◆ **READING PASSAGE**

Two years ago today was my very first Mother’s Day since Bear was born. The year before I’d been ten weeks pregnant and we’d excitedly scribbled a note in our mums cards to tell them they were going to be grandparents. We filmed it, and it was so so positive. That year, 2016, was totally different.
I was in a dreadful, wreck of a place. It sticks out to me as a particularly low point. Child loss is always shit. It always will be. But that March, when I should have been snuggling my five month old booby monster, sucking up the last month of my leave, and I had none of that, left me feeling angry and empty.
There’s so many days where I dream about what they should be. Mother’s Day; birthdays. Even just those days where I’m taking Bunny to baby group and there should be another little girl running around. It consumes me. I can’t properly express how much those girls, are just completely and utterly my heart and soul. On that first Mother’s Day everything I wanted (and it felt like everyone else had so easily) felt so far away and impossible. I’m not shy about the fact that I have a long history of mental health struggles. But everything I’d struggled with until Bear died was stimulative; anxiety, obsessive compulsive disorder, anger management. All hyperactive, with my brain constantly. This depressive, low, completely soul destroying unmotivated feeling was completely new.
I didn’t want to see anyone who knew me and knew that my child had died. I didn’t want the looks of pity, the silence because they didn’t know what to say. Since Bear died even after we got our own house again we went to stay at my in laws on the weekends. It didn’t feel right staying in a house on our own without our baby, and when Chris was at work it gave me company. That Mother’s Day I just felt trapped there though. We shouldn’t have been there if things had worked out the way they should and that felt like a massive slap in the face.
We went out. We went for something to eat, after several tearful breakdowns. It was actually quite nice, despite the other people out obviously celebrating Mother’s Day. We drove around, we didn’t really want to go home or to see anyone, but there wasn’t anywhere we wanted to be. That day was a lot of crying and anger. It was exhausting. It was horrible being in limbo. Largely, I felt low, and like I’d failed as a mum to Bear because she’d died, and at that point Bunny was just another unknown, about 14 weeks along, not even kicking yet.
Eventually we found ourselves at The Range, of all places, and I ended up buying a new square Pyrex dish, which has since been used for many a fantastic lasagne. Bunny’s even had it full of water and toys on the floor for sensory play. That distracted me briefly. Then we just went and hid again. I curled up with Bear’s Bunny rattle, that she never got to see herself, because family posted it down and it arrived the morning she died. I didn’t want to eat, or see anyone still. I just felt angry and bitter and disconnected.
I’d been avoiding social media all day and I probably shouldn’t have, but I looked. It was like this massive thing looming over me all day. I knew the ‘rest of the world’ were having a normal, perfect Mother’s Day with their kids. I was torturing myself imagining it and I’d only go back and look another day, so I just looked.

◆ **WHAT THIS EXERCISE ASKS**
1: Do these statements agree with the Mother's Day account? Answer yes or no for each, and quote the words from the account that decide it. (a) The Pyrex dish bought at The Range has been used for lasagne since. (b) The couple stayed in all day that Mother's Day. (c) The depressive feeling was familiar from earlier mental health struggles.
2: How might the Mother's Day account go on? Carry it on from its final sentence.

◆ **PROVIDED MATERIAL**
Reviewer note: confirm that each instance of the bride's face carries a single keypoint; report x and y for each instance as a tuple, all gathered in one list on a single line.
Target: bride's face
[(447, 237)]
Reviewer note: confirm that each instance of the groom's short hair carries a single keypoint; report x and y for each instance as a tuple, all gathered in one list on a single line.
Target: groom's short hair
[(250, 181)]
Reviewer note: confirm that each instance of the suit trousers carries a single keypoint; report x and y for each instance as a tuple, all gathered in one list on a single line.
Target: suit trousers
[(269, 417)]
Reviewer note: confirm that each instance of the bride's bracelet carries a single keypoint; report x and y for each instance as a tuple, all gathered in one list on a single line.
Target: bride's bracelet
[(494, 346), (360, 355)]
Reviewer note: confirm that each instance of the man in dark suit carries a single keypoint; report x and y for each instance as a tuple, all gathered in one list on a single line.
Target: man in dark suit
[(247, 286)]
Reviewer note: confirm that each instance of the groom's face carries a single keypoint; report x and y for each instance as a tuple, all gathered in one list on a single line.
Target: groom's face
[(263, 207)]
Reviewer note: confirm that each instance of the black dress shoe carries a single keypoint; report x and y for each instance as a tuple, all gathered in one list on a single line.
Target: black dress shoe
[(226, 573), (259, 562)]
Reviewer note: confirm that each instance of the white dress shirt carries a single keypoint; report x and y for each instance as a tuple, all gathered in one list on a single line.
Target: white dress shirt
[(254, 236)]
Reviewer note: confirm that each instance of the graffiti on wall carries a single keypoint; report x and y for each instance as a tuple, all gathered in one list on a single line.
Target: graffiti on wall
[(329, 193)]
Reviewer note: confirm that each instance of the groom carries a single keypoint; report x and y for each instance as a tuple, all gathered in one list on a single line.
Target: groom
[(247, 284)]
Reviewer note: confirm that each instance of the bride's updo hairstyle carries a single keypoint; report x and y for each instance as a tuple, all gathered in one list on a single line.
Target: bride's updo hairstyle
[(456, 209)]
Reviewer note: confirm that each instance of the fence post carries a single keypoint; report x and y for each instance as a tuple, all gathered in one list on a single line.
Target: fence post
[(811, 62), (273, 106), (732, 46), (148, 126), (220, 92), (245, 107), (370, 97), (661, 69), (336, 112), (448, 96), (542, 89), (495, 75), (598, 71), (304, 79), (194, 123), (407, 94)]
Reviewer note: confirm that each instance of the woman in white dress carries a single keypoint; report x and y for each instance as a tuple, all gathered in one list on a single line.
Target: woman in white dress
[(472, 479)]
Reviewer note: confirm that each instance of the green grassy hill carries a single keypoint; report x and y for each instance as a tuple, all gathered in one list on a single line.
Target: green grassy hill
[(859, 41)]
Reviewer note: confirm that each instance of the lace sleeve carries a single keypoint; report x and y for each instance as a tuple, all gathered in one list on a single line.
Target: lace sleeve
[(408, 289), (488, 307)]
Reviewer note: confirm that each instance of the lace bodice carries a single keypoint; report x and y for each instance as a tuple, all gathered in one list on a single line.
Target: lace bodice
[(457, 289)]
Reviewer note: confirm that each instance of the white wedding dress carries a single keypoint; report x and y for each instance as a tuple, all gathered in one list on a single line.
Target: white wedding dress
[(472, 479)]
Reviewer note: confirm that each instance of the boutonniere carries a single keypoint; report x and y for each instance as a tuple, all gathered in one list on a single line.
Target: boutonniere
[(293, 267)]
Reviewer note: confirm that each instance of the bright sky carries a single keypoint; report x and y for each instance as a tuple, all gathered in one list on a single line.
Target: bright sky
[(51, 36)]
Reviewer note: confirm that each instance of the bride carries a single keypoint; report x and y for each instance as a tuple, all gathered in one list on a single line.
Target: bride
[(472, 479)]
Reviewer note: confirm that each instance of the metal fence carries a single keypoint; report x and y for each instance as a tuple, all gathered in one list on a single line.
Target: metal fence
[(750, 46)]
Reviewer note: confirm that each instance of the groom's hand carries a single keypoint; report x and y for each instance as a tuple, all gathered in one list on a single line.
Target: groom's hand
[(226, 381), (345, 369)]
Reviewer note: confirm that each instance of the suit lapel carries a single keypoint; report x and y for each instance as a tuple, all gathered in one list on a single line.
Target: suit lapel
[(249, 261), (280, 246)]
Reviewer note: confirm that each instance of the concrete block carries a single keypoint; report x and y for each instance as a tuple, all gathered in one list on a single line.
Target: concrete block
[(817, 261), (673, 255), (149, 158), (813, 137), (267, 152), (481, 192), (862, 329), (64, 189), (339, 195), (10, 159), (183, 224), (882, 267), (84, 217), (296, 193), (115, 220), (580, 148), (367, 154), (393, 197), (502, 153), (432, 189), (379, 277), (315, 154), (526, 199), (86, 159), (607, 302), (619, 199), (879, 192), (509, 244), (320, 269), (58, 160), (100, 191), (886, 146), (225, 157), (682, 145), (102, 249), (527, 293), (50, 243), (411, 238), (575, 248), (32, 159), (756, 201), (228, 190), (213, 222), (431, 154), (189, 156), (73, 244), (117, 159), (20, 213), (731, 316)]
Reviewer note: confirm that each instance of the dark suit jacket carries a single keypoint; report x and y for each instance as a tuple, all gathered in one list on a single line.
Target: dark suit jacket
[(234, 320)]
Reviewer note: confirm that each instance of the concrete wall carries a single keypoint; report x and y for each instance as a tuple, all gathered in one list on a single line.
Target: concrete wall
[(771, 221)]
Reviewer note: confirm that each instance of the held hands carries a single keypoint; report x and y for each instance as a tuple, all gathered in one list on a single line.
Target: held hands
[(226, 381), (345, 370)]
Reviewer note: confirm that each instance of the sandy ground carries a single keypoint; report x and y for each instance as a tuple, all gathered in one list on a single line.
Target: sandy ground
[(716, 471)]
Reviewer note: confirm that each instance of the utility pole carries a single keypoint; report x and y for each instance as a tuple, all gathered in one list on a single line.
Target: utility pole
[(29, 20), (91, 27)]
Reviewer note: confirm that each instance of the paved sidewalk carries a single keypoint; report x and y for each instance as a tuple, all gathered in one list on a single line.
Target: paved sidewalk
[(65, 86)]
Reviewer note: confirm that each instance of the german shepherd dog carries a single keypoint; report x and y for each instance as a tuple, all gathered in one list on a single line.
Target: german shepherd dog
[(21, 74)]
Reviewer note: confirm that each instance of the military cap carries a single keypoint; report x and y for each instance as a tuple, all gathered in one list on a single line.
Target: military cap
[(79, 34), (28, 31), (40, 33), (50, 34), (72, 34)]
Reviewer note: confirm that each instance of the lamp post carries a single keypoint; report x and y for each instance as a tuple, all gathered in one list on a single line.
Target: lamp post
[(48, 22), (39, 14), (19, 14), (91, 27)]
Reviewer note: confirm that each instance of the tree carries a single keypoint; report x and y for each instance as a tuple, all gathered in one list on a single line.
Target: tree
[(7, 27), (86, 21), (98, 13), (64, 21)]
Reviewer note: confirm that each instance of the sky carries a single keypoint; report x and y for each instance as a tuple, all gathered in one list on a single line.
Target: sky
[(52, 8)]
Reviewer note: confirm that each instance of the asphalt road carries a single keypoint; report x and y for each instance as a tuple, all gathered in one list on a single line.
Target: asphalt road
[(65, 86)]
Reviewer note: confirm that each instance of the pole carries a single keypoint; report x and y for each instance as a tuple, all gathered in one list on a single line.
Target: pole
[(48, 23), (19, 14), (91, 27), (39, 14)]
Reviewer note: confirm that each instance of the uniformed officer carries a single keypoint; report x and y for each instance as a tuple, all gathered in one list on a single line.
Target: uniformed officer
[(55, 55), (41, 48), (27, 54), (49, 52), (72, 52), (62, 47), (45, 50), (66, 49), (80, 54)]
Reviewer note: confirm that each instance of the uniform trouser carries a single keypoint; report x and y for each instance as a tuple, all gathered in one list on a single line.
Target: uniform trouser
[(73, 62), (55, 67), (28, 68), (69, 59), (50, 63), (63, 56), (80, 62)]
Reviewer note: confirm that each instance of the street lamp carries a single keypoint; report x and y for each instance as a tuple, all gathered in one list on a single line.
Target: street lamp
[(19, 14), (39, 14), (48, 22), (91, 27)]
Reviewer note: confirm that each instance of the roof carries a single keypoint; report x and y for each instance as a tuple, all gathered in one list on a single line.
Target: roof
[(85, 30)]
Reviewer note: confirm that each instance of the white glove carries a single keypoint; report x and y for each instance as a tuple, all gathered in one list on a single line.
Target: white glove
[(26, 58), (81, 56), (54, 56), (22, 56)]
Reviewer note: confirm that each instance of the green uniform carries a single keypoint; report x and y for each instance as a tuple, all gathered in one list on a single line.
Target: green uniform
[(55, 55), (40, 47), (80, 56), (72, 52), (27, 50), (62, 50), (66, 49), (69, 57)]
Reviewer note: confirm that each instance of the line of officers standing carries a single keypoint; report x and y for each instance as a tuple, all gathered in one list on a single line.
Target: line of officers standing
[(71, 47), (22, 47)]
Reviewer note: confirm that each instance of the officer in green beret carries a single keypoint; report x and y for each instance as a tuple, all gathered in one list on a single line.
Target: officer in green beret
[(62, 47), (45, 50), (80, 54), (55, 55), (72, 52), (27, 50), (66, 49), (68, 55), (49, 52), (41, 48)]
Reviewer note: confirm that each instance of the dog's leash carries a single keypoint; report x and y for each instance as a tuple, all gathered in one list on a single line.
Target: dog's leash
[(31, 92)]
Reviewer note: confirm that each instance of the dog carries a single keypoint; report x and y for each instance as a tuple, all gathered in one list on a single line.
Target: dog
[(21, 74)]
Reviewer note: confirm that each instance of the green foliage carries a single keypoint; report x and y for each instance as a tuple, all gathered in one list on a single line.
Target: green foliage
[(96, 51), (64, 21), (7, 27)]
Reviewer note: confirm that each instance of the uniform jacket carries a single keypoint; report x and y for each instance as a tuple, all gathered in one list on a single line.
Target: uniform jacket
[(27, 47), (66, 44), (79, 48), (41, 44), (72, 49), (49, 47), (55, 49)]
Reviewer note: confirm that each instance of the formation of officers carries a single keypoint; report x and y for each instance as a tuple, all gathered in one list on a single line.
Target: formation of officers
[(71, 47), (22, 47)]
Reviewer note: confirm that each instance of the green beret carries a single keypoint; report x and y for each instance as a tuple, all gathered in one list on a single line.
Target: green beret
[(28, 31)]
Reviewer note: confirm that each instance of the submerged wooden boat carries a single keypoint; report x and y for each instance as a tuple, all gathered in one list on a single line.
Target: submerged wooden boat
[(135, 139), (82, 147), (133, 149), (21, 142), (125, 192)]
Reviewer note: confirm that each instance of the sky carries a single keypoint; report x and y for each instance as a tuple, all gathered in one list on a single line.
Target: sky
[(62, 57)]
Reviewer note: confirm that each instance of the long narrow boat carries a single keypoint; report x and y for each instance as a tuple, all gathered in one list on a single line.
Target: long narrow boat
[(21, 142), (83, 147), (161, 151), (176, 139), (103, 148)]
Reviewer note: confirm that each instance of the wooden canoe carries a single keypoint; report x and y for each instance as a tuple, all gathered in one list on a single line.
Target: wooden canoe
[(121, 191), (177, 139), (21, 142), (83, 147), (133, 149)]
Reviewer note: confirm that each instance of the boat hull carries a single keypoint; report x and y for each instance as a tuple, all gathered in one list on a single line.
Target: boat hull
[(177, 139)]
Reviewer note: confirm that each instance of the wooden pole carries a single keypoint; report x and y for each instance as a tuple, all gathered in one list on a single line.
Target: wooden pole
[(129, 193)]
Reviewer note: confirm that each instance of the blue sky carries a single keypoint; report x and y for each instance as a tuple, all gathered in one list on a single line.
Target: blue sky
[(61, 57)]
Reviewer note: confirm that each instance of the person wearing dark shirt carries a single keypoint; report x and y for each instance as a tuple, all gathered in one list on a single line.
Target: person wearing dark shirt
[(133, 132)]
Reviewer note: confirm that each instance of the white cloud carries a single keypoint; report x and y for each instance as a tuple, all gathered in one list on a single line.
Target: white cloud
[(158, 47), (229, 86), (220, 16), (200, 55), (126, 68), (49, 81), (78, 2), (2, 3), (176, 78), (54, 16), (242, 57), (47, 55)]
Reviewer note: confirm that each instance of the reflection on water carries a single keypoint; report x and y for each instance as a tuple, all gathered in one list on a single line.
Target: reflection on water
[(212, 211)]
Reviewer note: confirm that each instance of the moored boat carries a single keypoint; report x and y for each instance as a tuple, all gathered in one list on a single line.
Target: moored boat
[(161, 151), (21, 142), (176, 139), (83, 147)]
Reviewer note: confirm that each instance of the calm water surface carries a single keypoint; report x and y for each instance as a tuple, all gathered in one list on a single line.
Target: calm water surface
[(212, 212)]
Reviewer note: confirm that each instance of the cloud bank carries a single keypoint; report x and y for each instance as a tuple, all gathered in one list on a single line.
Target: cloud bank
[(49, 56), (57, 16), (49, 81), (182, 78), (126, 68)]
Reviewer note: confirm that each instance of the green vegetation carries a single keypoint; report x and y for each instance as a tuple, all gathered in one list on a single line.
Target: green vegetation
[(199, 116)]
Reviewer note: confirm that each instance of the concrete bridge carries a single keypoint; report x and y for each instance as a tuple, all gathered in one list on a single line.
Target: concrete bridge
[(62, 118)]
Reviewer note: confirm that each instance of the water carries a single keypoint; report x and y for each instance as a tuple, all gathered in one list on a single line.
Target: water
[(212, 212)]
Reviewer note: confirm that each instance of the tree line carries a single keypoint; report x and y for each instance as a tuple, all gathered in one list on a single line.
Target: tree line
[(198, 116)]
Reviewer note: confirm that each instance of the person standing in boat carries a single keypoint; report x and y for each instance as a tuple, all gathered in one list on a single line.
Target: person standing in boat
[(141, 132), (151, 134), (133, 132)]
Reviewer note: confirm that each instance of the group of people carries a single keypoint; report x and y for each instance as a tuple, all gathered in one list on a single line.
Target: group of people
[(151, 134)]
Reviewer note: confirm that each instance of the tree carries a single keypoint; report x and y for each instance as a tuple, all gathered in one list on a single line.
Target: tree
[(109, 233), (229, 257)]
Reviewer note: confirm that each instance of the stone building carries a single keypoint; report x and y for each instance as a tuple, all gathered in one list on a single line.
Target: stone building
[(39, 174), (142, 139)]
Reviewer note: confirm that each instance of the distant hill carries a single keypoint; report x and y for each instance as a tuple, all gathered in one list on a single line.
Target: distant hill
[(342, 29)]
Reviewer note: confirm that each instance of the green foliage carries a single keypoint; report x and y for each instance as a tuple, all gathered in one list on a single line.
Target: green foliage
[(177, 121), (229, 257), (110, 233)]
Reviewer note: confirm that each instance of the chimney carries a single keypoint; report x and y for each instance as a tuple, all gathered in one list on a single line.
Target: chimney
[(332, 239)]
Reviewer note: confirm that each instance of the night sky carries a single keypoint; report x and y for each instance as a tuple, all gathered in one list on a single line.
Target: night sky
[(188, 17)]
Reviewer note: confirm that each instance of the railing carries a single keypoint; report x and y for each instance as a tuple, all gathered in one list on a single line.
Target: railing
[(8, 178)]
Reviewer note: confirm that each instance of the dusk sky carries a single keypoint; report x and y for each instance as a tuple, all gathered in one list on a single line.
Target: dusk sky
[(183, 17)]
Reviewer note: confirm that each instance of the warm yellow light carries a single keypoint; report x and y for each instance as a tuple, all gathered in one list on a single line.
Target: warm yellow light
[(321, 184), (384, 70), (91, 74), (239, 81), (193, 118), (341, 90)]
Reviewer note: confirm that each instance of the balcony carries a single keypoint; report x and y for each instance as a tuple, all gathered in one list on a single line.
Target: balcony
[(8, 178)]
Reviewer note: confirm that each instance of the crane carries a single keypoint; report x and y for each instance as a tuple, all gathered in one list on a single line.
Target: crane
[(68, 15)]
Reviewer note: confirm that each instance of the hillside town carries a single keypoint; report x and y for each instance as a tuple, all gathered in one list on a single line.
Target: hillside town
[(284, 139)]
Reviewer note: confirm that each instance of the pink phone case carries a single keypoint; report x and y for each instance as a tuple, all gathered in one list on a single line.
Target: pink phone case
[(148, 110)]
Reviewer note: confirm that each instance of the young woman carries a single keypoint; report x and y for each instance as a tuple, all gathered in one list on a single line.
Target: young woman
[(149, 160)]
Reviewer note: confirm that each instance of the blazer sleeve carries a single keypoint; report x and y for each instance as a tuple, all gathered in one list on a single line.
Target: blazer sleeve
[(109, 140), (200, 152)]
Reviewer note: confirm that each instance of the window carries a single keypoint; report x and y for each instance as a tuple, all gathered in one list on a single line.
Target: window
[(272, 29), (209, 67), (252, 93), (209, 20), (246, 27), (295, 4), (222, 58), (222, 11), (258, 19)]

◆ **RESULTS OF THE EXERCISE**
1:
(a) Yes: "which has since been used for many a fantastic lasagne"
(b) No: "We went out."
(c) No: "This depressive, low, completely soul destroying unmotivated feeling was completely new."

2:
It felt crap. It felt heart breaking to flick down my Facebook feed and see senseless comments, the ‘all I wanted was sleep’ type. Don’t get me wrong, it also filled my heart a little, to see messages from family and friends, who remembered and realised it would be a rubbish day. My mum and some friends even sent cards. What got me the most was posts from other bereaved parents, feeling exactly how I was. Sometimes I feel like we should have a bunker for days like these just for loss parents to go and hide and be with people who get it.
I felt mad at myself for letting stupid comments, insensitivity, and forgetfulness ruin a day that should be all about my babies, whether they’re right here or not. So I spent the evening of Mother’s Day doing something long overdue. I went down my Facebook and I removed every single person who hadn’t bothered to say a thing to me since Bear died. Anyone who I hadn’t spoken to since school, or who’s posts just riled me up, gone. Random relatives who I didn’t really speak to, and they didn’t bother to acknowledge my daughter, gone. I needed my space online to be a place I could express about my daughter in a positive way.
I privatised twitter and Instagram and deleted most people off of it who I didn’t know. I removed my old blog from the internet. All of this was actually the birth of this blog and this space. Ultimately I guess I was a positive day. I felt a lot lighter after I removed all those people. Like I could access social media without wincing every time I refreshed my feed. 2 years on and I do still have to idiot proof my friends list and remove things I don’t want to see, but that’s much rarer, and I’ve toughened to it all.
I don’t think Mother’s Day will ever be the same. Last year and this year I’ve had the same feelings. Unmotivated, grey almost. I’ll be enthusiastic for Bunny but my heart just isn’t truly in it. I’ve been emotional and down all week with pregnancy hormones and anxiety over the day. There’s a little bit of anger too, that two years since, with a living daughter and another child on the way, that very few remember it’s a tough day. But I’ll just try and focus on the positives; random acts of kindness, doing nice things for other people, and enjoying my babies.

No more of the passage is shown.